**EXERCISE PROMPT**
Your task is to output the data exactly as it stands.

== Segment start ==

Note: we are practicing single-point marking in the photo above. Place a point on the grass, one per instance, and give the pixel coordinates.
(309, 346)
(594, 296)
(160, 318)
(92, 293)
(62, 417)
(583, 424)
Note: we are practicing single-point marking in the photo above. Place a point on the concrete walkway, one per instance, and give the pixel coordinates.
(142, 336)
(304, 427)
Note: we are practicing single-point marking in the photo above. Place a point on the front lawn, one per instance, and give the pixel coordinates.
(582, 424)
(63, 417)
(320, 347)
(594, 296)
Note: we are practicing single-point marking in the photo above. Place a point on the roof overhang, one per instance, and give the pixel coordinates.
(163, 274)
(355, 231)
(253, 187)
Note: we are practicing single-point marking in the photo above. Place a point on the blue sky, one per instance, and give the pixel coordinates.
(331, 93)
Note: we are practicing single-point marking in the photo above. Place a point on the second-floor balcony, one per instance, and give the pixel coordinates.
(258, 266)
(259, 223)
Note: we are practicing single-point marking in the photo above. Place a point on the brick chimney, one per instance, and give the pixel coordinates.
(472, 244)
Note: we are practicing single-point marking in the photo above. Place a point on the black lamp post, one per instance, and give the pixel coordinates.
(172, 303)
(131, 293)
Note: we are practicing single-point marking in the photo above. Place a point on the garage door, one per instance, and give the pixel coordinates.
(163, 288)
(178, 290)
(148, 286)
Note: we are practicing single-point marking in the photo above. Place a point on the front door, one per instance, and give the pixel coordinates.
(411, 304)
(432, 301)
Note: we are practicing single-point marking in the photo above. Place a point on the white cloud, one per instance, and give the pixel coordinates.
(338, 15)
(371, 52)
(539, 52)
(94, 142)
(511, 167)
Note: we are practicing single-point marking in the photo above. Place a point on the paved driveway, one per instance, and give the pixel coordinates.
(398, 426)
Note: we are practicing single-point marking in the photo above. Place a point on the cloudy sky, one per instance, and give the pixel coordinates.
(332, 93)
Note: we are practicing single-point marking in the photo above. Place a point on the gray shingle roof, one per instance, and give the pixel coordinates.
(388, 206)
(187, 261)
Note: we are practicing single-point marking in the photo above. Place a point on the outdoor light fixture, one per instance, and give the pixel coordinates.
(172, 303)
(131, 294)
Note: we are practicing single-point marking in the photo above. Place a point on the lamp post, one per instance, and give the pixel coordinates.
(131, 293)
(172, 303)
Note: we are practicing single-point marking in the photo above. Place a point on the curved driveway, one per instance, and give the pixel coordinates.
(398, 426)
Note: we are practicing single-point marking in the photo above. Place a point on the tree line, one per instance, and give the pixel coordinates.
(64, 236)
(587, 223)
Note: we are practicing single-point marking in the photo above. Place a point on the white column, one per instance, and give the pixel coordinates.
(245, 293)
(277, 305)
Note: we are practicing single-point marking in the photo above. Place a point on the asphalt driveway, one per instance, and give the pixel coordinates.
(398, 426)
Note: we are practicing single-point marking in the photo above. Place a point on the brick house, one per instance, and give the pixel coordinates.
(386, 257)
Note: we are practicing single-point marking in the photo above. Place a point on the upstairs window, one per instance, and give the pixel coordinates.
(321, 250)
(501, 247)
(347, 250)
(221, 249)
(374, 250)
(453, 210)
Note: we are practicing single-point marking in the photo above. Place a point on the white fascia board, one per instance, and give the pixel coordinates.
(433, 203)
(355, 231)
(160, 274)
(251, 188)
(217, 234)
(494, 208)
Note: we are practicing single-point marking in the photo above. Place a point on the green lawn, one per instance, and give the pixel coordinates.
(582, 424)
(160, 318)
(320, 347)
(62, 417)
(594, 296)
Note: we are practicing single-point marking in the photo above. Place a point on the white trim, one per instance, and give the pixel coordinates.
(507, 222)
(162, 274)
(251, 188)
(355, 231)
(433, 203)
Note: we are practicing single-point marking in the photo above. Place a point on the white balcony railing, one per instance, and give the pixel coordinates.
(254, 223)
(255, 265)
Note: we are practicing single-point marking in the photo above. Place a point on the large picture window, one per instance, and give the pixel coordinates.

== Segment end ==

**SOLVED EXERCISE**
Note: we are practicing single-point marking in the photo above. Place a point on the grass, one per instance, and give the pixel coordinates.
(309, 346)
(594, 296)
(160, 318)
(92, 293)
(62, 417)
(583, 424)
Note: we are practicing single-point marking in the photo above. Place a point on the concrete walkway, one per instance, and give the pixel coordinates.
(142, 336)
(304, 427)
Note: we are practicing single-point marking in the photo above. Place a point on the front lawn, one per instance, and give the pixel coordinates.
(582, 424)
(63, 417)
(320, 347)
(594, 296)
Note: we are practicing single-point marking in the photo above. Place a point on the roof overhang, one per instance, and give the pixel coordinates.
(163, 274)
(355, 231)
(253, 187)
Note: we are practicing single-point marking in the photo above. Place a point on the blue sky, one per instance, and give the pixel coordinates.
(331, 93)
Note: we are practicing single-point marking in the photo above. Place a point on the second-floor balcony, one per instance, and give the pixel coordinates.
(258, 266)
(259, 223)
Note: we are practicing single-point marking in the photo above. Place a point on the brick chimney, one per instance, and give the pixel coordinates.
(472, 244)
Note: we are practicing single-point marking in the photo above. Place a point on the black lamp post, one per instance, and give the pixel coordinates.
(172, 303)
(131, 293)
Note: we are practicing single-point marking in the photo above. Place a point on the garage door, one per instance, and give the pixel coordinates.
(163, 288)
(178, 290)
(148, 286)
Note: we are practicing single-point marking in the photo above. Place a point on the front door, one per instance, and give the pixel coordinates.
(411, 304)
(432, 301)
Note: we are practicing single-point marking in the photo above. Place a point on the white cloud, one per instance, and give the pixel coordinates.
(338, 15)
(371, 52)
(539, 52)
(94, 142)
(511, 167)
Note: we are practicing single-point marking in the photo above. Place a point on the paved driveway, one per instance, and give the pixel coordinates.
(398, 426)
Note: we are practicing single-point marking in the photo above. Place a point on the cloudy sky, one per instance, and give the pixel coordinates.
(332, 93)
Note: we are practicing single-point marking in the photo above. Place a point on the gray shingle roof, one per instance, and give the pixel coordinates.
(388, 206)
(187, 261)
Note: we are practicing single-point marking in the photo above. Place a point on the outdoor light fixture, one per instance, and give the pixel coordinates.
(172, 303)
(131, 294)
Note: we are practicing single-point marking in the photo above. Place a point on the lamp post, one per instance, and give the pixel coordinates.
(131, 293)
(172, 303)
Note: we are practicing single-point marking in the photo above. Place a point on the curved driveway, one per instance, and give the pixel coordinates.
(398, 426)
Note: we are practicing single-point marking in the photo above. Place a point on the tree line, one per instance, and give the pixel coordinates.
(64, 236)
(587, 223)
Note: we are practicing single-point marking in the photo above. Place a point on the white column, one per instance, and give the pixel coordinates.
(245, 293)
(277, 305)
Note: we are practicing single-point marking in the photo above. Place a point on the asphalt driveway, one per instance, and give the pixel coordinates.
(398, 426)
Note: we are practicing single-point marking in the photo above. Place a point on the brick house, one per instance, and give the pixel coordinates.
(386, 257)
Note: we are practicing single-point marking in the photo above. Place a point on the upstairs window, one per instance, and give the pixel coordinates.
(321, 250)
(501, 247)
(347, 250)
(221, 249)
(374, 250)
(453, 210)
Note: we are practicing single-point marking in the photo above. Place a point on the white fascia board, one per instance, and give the pixel coordinates.
(433, 203)
(355, 231)
(160, 274)
(251, 188)
(217, 234)
(494, 208)
Note: we are practicing single-point marking in the photo above. Place a point on the green lawn, one per instance, and give the pixel coordinates.
(582, 424)
(160, 318)
(320, 347)
(62, 417)
(594, 296)
Note: we are practicing single-point marking in the photo above. Place a point on the white trim, one per instance, and give the pixel coordinates.
(507, 222)
(162, 274)
(251, 188)
(355, 231)
(433, 203)
Note: we are practicing single-point marking in the photo above. Place a point on the white balcony railing, one per instance, and give the pixel coordinates.
(254, 223)
(255, 265)
Note: we are practicing single-point marking in the photo above. Place a point on the large picture window, one per instance, and give the pixel coordinates.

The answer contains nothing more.